**What to produce**
Pick out every line in the items below that contains the word "plant", and copy each of those lines.

**Records to use**
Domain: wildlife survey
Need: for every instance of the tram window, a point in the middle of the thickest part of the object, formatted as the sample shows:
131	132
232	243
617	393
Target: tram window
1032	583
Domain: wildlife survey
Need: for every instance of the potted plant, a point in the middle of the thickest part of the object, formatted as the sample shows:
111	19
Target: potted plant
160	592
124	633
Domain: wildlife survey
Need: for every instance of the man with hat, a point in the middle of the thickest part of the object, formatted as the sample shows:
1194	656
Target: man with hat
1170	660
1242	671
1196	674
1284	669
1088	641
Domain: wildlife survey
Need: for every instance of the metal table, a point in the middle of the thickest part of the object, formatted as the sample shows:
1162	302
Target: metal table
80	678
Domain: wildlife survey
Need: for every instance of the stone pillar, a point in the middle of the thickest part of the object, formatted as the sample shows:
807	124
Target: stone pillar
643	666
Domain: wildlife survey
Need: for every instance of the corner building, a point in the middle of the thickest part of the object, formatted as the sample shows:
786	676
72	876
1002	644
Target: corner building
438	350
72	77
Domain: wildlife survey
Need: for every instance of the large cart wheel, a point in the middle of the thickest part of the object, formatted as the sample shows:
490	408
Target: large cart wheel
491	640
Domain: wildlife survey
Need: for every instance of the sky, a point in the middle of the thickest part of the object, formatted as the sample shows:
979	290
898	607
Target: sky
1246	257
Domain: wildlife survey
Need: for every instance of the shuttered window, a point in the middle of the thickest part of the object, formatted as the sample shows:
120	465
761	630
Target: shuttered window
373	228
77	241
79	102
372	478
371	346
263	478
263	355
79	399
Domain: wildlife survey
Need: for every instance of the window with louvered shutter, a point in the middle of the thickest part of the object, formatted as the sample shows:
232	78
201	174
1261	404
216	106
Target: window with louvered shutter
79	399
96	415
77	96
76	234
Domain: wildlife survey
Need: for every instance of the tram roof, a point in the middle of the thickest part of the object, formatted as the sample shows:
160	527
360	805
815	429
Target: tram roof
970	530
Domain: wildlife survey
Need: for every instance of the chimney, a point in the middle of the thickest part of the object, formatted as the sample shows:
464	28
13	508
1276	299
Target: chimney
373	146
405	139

**Result for this task**
Need: for every instance of the potted plant, a point in the middle of the thickest part of the object, formatted as the sample shows:
Target: potted plant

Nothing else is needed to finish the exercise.